> **Task brief**
Look for the word "Category" in the records, and copy each line where it appears.
== Supplied records
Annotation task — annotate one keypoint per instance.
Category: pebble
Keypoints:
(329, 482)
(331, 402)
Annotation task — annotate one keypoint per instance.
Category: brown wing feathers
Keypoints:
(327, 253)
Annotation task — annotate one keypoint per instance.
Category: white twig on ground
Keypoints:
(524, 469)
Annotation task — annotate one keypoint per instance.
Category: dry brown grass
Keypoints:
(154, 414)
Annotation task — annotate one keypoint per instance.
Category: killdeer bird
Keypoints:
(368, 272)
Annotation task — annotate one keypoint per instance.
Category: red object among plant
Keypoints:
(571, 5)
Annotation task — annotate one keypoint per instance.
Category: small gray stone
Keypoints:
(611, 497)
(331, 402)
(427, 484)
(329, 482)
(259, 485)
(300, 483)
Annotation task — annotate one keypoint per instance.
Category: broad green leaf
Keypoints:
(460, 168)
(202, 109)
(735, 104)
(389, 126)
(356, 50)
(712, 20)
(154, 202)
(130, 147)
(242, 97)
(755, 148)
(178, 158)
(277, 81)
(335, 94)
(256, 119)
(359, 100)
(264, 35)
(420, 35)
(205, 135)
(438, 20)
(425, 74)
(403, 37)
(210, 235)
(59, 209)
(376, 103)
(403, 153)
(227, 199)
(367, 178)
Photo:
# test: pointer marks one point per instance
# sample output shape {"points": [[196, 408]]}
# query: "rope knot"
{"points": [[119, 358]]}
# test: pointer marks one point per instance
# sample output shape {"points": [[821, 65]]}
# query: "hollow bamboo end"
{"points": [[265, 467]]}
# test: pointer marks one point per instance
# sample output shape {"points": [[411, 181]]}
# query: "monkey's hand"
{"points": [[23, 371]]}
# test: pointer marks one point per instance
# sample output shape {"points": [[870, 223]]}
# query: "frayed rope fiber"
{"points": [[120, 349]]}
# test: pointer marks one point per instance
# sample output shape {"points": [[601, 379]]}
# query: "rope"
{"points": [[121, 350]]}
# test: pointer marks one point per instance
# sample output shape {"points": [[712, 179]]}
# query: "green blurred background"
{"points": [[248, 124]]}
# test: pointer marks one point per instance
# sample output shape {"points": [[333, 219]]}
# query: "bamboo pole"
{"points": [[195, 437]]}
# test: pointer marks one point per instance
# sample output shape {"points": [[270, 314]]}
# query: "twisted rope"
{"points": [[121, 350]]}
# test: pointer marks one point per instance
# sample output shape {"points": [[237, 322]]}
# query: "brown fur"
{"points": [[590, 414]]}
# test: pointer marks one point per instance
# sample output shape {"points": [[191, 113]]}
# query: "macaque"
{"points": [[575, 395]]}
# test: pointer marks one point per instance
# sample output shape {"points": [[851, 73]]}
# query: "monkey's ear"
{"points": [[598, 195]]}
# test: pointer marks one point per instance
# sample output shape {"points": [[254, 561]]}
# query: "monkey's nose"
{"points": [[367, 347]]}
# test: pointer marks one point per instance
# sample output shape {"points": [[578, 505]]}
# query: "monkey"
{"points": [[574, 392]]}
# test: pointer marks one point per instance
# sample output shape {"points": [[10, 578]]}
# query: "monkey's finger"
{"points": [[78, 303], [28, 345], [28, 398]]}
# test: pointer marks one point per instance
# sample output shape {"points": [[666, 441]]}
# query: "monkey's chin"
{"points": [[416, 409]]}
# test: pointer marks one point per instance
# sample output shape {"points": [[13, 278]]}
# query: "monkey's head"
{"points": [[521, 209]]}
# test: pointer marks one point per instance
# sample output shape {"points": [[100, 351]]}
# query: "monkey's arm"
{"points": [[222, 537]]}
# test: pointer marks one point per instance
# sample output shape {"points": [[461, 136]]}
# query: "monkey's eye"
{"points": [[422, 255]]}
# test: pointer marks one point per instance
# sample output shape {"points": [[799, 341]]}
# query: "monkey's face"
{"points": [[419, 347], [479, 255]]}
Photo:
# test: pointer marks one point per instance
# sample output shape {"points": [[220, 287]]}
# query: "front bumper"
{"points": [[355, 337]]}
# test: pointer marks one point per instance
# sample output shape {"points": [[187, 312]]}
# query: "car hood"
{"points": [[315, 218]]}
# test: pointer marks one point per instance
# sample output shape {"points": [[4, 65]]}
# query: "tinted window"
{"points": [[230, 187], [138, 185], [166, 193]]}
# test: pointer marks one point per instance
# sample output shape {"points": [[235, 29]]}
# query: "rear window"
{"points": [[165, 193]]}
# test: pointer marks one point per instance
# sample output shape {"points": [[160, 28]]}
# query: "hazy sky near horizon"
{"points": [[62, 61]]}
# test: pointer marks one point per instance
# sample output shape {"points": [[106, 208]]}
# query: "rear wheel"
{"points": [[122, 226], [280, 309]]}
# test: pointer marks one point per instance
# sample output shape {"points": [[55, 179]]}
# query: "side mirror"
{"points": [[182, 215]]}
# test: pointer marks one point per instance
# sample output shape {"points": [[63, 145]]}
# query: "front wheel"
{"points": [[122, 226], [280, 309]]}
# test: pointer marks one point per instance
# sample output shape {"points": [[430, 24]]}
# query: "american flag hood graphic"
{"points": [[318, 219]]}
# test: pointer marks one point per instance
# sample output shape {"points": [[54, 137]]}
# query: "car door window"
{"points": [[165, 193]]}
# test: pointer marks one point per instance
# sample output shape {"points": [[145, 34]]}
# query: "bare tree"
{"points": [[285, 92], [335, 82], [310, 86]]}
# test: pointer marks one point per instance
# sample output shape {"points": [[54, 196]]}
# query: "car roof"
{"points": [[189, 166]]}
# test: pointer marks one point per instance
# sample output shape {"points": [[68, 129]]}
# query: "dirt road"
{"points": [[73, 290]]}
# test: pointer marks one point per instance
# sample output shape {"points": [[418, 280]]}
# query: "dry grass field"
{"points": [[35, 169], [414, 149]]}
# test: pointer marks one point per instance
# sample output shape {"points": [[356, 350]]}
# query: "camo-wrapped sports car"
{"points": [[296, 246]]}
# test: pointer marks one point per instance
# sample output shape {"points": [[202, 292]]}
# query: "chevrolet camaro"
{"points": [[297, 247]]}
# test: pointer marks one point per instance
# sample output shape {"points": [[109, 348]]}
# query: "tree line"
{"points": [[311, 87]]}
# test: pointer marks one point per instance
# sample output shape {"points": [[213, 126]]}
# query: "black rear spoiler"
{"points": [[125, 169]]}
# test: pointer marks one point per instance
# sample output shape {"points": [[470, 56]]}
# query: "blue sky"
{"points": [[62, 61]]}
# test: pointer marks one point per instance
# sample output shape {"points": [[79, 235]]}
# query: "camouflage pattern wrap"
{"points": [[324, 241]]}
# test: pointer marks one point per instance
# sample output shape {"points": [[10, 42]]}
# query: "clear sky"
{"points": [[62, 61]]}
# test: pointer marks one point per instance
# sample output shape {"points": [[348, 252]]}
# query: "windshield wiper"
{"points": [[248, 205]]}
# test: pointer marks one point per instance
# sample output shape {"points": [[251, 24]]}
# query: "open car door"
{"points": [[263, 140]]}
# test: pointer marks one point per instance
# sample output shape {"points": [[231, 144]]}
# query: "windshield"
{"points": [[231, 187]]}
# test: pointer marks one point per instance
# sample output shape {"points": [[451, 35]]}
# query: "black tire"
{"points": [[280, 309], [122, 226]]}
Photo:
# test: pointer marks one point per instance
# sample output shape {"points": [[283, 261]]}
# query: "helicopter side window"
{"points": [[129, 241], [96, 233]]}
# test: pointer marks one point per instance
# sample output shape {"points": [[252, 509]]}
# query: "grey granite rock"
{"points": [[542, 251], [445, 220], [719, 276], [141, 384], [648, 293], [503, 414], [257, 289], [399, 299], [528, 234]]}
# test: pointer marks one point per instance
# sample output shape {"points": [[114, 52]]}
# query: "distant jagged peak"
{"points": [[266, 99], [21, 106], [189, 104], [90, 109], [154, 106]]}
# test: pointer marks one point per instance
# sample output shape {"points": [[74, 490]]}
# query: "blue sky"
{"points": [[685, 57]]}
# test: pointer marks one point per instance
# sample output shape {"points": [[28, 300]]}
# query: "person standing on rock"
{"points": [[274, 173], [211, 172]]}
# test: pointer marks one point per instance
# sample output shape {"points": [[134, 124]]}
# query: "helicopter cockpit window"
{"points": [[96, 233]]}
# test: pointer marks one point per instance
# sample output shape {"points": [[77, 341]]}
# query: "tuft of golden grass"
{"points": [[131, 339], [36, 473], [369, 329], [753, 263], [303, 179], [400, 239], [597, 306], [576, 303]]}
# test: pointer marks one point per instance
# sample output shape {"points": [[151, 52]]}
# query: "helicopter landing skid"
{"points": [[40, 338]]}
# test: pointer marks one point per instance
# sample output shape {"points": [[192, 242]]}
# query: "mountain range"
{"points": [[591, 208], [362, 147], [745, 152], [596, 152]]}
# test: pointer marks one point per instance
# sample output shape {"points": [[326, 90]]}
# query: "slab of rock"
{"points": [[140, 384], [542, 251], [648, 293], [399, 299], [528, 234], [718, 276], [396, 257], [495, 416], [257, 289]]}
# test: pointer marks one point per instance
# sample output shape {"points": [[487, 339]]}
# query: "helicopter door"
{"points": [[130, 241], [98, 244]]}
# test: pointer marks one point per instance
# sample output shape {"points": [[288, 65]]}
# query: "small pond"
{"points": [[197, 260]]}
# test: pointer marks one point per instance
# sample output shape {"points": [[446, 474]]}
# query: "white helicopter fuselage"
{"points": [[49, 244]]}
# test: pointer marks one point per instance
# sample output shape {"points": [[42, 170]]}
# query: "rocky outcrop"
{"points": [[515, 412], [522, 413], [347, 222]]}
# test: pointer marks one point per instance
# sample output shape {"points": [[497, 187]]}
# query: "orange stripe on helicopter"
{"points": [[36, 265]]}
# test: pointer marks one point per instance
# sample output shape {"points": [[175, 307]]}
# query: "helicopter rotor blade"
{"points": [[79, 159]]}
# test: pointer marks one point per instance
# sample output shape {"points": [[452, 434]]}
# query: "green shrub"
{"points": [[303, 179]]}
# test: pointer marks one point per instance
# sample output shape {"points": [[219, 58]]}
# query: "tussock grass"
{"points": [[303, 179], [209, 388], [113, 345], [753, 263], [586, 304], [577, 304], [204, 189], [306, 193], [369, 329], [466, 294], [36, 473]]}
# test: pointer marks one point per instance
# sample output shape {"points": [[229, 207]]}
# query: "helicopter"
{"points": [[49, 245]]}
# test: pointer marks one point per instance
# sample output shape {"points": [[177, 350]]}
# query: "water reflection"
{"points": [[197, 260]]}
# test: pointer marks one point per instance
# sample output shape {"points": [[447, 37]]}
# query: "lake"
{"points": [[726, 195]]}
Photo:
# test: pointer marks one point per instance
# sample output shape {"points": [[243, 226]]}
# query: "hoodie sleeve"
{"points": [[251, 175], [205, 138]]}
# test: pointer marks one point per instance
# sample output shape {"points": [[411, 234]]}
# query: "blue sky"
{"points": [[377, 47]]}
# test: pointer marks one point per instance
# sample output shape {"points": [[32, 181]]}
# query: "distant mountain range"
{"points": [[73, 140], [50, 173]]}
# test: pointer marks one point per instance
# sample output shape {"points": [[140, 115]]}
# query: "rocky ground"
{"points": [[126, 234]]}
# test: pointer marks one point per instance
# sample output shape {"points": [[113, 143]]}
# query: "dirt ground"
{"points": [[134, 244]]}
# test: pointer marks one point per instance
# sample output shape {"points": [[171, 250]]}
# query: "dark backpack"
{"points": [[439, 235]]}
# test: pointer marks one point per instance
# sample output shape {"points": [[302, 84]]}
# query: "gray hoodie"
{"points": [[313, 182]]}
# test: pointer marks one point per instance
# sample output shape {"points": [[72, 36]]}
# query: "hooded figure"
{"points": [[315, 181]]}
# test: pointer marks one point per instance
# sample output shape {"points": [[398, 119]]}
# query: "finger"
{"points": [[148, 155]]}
====
> **Finished task**
Category: pebble
Category: brown wing feathers
Category: white twig on ground
Category: dry brown grass
Category: killdeer bird
Category: red object among plant
Category: small gray stone
Category: broad green leaf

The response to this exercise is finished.